#### The request
Pick out every line of the material that contains the string "blue" and copy each one. Case counts.

(Coordinate labeling data)
+===+
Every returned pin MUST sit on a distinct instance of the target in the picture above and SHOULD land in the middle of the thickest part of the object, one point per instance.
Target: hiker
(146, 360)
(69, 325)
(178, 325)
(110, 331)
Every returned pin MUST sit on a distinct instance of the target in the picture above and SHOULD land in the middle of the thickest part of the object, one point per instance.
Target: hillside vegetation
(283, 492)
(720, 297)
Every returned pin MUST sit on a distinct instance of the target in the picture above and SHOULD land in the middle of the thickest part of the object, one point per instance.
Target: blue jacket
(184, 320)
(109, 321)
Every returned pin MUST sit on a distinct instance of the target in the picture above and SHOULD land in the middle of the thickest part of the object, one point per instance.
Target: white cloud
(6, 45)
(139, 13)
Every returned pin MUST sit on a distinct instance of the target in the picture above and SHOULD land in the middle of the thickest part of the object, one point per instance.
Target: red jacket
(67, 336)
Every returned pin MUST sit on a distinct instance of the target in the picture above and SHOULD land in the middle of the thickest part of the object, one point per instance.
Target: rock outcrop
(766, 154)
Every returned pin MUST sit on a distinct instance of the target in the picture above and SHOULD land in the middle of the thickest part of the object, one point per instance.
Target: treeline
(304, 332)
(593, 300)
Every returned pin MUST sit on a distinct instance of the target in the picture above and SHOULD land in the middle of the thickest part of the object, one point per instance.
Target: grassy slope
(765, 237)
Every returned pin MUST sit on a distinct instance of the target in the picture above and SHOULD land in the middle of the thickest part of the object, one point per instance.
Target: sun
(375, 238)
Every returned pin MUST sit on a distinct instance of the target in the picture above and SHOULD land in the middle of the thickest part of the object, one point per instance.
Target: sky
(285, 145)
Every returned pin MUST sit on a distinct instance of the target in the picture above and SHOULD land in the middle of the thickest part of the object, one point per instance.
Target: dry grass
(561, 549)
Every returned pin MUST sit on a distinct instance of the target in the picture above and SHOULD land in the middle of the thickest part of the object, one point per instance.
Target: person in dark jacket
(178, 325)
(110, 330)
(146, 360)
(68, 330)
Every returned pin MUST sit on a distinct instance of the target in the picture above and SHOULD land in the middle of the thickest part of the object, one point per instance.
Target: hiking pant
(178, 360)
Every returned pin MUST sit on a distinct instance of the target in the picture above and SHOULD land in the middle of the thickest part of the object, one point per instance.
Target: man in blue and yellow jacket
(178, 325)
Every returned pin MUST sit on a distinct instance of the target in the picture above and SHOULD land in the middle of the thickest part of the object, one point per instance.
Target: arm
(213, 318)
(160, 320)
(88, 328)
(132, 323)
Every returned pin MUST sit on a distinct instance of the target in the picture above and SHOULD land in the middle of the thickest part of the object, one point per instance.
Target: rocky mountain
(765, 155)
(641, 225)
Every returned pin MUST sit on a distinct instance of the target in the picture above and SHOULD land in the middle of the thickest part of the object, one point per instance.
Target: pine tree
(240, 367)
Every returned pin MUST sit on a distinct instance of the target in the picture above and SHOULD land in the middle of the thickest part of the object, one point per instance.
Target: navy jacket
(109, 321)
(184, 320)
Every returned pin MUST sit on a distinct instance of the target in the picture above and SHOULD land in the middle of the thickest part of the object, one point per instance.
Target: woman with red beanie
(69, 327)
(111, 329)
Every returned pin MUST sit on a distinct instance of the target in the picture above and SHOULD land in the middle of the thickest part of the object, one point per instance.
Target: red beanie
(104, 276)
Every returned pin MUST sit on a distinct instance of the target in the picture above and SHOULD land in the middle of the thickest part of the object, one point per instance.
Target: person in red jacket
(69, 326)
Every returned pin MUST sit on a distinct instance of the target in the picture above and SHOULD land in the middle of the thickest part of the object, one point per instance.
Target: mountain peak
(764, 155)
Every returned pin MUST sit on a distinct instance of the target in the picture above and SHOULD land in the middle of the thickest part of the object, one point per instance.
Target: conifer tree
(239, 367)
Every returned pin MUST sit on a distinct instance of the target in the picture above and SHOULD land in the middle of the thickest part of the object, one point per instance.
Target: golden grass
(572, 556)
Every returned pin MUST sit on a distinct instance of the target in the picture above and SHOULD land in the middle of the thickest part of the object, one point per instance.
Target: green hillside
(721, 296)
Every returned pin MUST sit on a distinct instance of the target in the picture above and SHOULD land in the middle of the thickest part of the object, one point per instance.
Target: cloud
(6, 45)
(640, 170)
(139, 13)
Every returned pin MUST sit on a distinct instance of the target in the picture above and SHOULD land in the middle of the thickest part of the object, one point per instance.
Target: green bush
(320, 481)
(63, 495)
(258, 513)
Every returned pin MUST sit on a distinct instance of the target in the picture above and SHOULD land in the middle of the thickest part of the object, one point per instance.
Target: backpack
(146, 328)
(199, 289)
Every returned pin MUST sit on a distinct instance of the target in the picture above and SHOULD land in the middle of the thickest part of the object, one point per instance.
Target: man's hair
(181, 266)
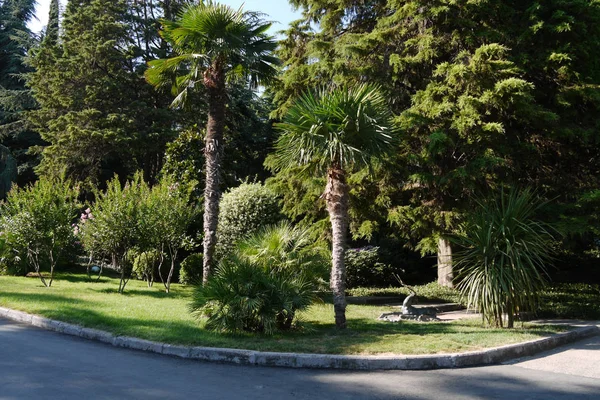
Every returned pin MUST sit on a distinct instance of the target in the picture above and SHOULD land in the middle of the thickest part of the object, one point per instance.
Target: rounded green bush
(243, 210)
(191, 269)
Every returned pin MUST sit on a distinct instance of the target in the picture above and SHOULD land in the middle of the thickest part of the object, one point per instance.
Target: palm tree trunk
(445, 273)
(336, 197)
(214, 81)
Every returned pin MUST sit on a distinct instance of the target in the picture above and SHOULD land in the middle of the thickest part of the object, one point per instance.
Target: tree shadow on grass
(150, 292)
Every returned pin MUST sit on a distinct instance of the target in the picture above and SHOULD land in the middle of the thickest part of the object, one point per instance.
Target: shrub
(166, 214)
(145, 265)
(502, 265)
(272, 275)
(242, 296)
(190, 272)
(116, 225)
(36, 225)
(431, 292)
(243, 210)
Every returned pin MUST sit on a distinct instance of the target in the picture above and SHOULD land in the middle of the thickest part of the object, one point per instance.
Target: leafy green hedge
(431, 292)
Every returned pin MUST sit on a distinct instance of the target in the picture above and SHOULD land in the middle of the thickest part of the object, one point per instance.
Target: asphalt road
(38, 364)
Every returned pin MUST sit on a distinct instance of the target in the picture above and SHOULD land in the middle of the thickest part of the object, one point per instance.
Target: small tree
(116, 226)
(502, 266)
(243, 210)
(36, 222)
(166, 215)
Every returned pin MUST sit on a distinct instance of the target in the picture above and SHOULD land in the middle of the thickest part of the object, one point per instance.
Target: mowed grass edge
(151, 314)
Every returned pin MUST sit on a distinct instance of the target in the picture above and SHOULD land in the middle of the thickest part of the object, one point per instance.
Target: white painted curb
(299, 360)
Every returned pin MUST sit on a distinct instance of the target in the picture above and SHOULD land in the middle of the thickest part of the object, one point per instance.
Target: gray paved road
(37, 364)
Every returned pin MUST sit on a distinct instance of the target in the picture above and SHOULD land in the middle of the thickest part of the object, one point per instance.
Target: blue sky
(279, 11)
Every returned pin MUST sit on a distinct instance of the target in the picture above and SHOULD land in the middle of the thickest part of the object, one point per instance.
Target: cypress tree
(96, 112)
(15, 98)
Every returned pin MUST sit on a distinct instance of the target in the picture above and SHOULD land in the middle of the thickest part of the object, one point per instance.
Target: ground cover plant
(140, 312)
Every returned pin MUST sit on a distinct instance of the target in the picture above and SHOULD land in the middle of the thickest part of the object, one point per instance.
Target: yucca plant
(502, 266)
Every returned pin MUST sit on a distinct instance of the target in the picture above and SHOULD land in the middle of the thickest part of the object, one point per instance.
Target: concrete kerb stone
(299, 360)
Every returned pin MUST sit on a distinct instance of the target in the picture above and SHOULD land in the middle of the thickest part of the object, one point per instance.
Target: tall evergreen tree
(15, 99)
(96, 112)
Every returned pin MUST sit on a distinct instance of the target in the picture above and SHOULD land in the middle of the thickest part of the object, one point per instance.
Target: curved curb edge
(301, 360)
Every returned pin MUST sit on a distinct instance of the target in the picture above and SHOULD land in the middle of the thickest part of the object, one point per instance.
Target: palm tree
(212, 43)
(332, 133)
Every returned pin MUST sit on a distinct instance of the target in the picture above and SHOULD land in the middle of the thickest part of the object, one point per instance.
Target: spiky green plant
(272, 275)
(242, 296)
(502, 267)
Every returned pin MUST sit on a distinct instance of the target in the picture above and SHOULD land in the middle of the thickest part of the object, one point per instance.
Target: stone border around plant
(300, 360)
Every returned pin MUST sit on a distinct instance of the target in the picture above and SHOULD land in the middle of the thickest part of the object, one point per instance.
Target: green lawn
(154, 315)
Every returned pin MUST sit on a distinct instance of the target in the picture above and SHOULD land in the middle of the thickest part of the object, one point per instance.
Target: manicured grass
(154, 315)
(571, 300)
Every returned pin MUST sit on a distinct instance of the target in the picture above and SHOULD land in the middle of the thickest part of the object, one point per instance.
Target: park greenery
(375, 143)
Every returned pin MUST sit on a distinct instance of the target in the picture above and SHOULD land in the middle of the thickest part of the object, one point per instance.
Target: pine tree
(97, 113)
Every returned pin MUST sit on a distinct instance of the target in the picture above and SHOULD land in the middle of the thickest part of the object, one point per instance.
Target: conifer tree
(96, 112)
(15, 99)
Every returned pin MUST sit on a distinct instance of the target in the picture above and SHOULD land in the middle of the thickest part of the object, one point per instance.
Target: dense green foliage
(488, 92)
(242, 211)
(365, 268)
(95, 110)
(134, 220)
(36, 224)
(190, 272)
(16, 40)
(429, 293)
(385, 124)
(571, 301)
(261, 287)
(504, 258)
(117, 225)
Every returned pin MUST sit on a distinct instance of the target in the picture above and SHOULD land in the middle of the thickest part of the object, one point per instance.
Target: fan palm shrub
(502, 266)
(262, 286)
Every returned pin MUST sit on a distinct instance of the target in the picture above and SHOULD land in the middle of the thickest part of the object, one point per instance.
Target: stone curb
(300, 360)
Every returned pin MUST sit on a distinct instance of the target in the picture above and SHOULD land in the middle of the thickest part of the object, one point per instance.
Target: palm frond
(345, 127)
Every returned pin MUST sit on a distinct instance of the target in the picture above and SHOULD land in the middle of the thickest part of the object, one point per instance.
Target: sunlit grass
(151, 314)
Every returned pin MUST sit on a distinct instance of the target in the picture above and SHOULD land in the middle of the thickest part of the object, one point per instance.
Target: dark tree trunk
(214, 81)
(336, 197)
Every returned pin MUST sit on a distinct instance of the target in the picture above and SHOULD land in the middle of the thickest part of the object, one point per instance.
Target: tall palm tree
(332, 133)
(212, 43)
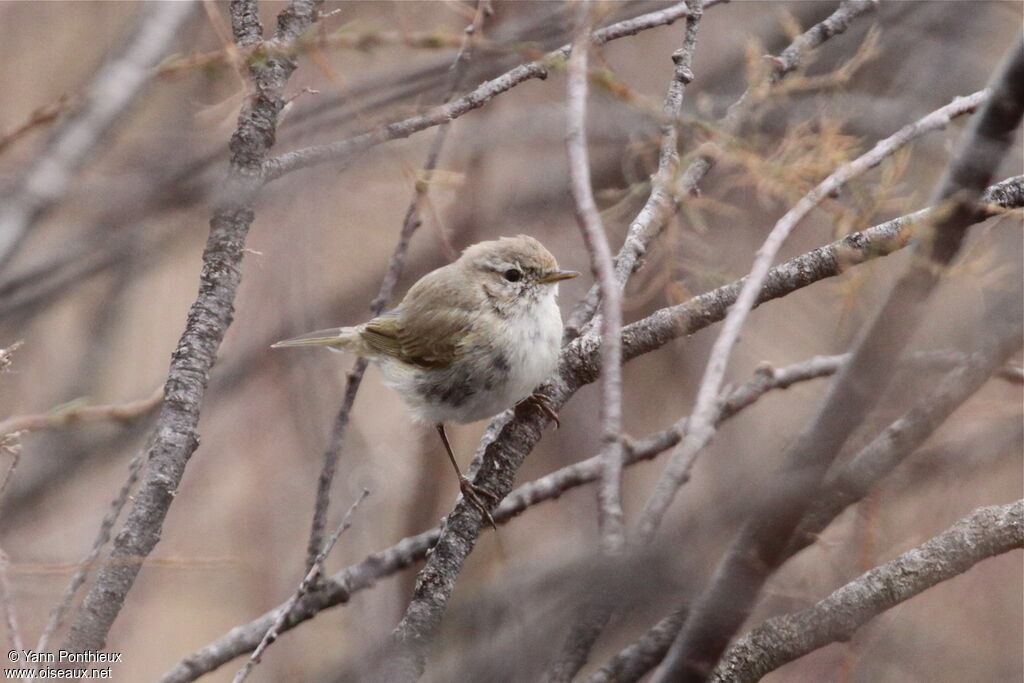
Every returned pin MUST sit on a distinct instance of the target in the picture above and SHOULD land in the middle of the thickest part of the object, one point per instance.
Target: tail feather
(346, 339)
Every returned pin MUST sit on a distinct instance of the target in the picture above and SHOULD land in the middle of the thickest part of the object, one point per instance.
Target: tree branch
(589, 219)
(864, 471)
(641, 337)
(667, 188)
(110, 94)
(349, 147)
(700, 429)
(983, 534)
(410, 224)
(176, 436)
(307, 582)
(758, 550)
(76, 413)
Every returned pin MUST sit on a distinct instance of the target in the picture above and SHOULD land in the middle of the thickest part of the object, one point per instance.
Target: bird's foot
(544, 404)
(473, 494)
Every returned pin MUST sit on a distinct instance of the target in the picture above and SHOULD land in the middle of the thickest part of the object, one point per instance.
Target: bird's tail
(336, 339)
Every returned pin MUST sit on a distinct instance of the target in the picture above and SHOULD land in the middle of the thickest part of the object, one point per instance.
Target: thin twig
(479, 96)
(609, 493)
(59, 611)
(700, 428)
(726, 603)
(594, 614)
(274, 631)
(581, 363)
(864, 471)
(410, 224)
(76, 413)
(175, 436)
(668, 185)
(6, 598)
(112, 91)
(983, 534)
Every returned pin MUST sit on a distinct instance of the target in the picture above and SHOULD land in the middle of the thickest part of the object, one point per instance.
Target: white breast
(534, 339)
(470, 390)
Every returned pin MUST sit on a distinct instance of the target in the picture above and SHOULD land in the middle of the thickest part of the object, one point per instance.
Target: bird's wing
(426, 338)
(430, 328)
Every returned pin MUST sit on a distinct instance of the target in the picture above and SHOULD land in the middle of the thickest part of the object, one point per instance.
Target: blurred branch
(39, 116)
(759, 547)
(339, 588)
(6, 599)
(580, 359)
(113, 90)
(307, 582)
(410, 224)
(175, 434)
(610, 280)
(863, 472)
(700, 429)
(76, 412)
(609, 493)
(667, 186)
(343, 150)
(983, 534)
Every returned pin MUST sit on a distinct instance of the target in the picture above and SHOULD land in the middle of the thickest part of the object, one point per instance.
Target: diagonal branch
(758, 550)
(983, 534)
(667, 188)
(609, 493)
(176, 434)
(700, 429)
(111, 93)
(869, 466)
(483, 93)
(307, 583)
(410, 224)
(580, 360)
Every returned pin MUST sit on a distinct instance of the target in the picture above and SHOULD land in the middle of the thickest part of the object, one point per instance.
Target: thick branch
(983, 534)
(667, 188)
(176, 435)
(115, 87)
(410, 224)
(344, 150)
(758, 550)
(700, 428)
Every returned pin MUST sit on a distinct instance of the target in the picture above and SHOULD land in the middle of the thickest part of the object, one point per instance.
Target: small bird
(469, 339)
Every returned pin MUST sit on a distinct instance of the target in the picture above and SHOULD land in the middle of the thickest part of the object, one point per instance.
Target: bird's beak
(558, 275)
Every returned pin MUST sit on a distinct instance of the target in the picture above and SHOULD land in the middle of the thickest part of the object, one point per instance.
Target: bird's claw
(544, 404)
(472, 493)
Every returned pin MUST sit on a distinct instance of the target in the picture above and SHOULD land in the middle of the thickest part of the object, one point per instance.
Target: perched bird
(469, 340)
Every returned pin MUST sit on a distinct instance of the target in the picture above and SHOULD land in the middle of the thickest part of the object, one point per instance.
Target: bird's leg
(544, 403)
(471, 492)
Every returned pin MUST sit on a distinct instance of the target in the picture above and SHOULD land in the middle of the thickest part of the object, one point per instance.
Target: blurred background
(98, 292)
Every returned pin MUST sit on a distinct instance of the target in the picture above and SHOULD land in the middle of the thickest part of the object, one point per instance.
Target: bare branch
(983, 534)
(667, 188)
(410, 224)
(758, 550)
(700, 428)
(580, 360)
(113, 90)
(176, 435)
(307, 582)
(863, 472)
(609, 493)
(78, 413)
(476, 98)
(610, 280)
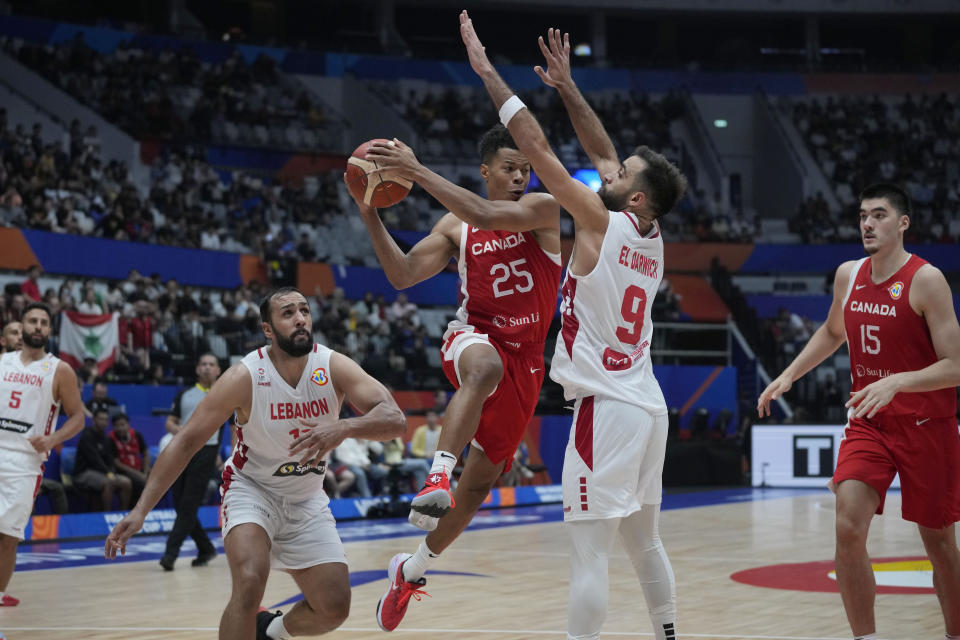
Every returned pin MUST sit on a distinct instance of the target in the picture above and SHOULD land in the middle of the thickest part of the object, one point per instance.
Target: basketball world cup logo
(896, 289)
(319, 377)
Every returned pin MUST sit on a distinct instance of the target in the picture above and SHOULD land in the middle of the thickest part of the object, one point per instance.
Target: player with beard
(286, 398)
(895, 312)
(12, 337)
(33, 385)
(507, 248)
(612, 470)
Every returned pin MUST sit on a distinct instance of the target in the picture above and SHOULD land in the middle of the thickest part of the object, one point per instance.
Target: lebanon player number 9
(632, 309)
(503, 272)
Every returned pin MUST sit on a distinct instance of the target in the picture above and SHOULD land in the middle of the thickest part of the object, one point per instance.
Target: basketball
(376, 188)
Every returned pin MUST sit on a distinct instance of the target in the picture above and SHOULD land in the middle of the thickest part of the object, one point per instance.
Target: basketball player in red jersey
(612, 469)
(33, 386)
(507, 248)
(895, 312)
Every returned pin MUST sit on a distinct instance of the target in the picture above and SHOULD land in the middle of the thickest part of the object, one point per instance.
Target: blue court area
(61, 555)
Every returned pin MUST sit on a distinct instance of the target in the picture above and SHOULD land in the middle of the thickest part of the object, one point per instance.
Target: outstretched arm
(532, 211)
(593, 137)
(930, 294)
(583, 204)
(824, 342)
(67, 392)
(425, 259)
(381, 418)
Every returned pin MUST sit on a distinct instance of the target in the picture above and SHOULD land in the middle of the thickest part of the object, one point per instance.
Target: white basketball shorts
(613, 464)
(17, 492)
(302, 534)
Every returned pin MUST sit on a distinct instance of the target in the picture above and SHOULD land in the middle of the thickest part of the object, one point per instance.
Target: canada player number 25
(506, 282)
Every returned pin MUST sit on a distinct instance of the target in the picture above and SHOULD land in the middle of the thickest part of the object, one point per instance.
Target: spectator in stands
(88, 372)
(140, 333)
(129, 451)
(189, 488)
(355, 454)
(94, 468)
(413, 470)
(425, 437)
(90, 303)
(31, 287)
(12, 337)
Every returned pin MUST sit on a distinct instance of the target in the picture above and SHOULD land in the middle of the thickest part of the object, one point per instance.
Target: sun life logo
(896, 290)
(319, 376)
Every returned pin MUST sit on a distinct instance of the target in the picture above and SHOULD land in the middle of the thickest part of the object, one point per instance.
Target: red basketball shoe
(434, 501)
(393, 604)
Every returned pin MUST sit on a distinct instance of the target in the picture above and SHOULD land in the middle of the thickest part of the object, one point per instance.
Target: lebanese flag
(89, 336)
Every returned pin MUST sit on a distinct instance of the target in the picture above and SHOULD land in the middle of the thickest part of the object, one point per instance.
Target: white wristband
(510, 109)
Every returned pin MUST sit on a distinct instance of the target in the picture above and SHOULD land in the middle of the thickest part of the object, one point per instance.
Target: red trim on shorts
(227, 479)
(583, 438)
(53, 411)
(569, 323)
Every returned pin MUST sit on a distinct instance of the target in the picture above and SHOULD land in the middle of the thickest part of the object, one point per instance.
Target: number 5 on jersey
(870, 339)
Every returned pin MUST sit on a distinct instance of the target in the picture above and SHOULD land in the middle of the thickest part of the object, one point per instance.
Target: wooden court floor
(521, 589)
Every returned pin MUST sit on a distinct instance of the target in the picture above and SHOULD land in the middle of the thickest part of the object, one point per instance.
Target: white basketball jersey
(604, 342)
(277, 415)
(27, 407)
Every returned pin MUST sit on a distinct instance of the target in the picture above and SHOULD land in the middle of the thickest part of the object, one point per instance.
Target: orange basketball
(374, 187)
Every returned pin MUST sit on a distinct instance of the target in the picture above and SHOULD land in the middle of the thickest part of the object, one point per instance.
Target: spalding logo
(896, 289)
(297, 469)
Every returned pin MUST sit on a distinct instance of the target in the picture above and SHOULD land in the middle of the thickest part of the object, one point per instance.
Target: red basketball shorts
(508, 410)
(926, 453)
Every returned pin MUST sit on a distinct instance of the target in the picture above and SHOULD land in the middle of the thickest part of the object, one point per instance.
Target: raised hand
(773, 391)
(476, 52)
(314, 443)
(556, 52)
(873, 397)
(117, 540)
(395, 157)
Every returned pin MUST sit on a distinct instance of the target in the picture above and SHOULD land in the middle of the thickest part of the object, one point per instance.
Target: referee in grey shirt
(189, 488)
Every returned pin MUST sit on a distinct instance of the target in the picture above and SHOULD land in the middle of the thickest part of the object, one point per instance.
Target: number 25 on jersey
(503, 273)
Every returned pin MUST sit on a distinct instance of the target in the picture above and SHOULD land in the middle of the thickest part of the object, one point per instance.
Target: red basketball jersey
(508, 286)
(886, 336)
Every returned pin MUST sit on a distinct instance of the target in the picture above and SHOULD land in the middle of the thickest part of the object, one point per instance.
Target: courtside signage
(795, 455)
+===+
#### Answer for this exercise
Target: blue jacket
Target: man in blue and yellow jacket
Target: blue sky
Target: blue court area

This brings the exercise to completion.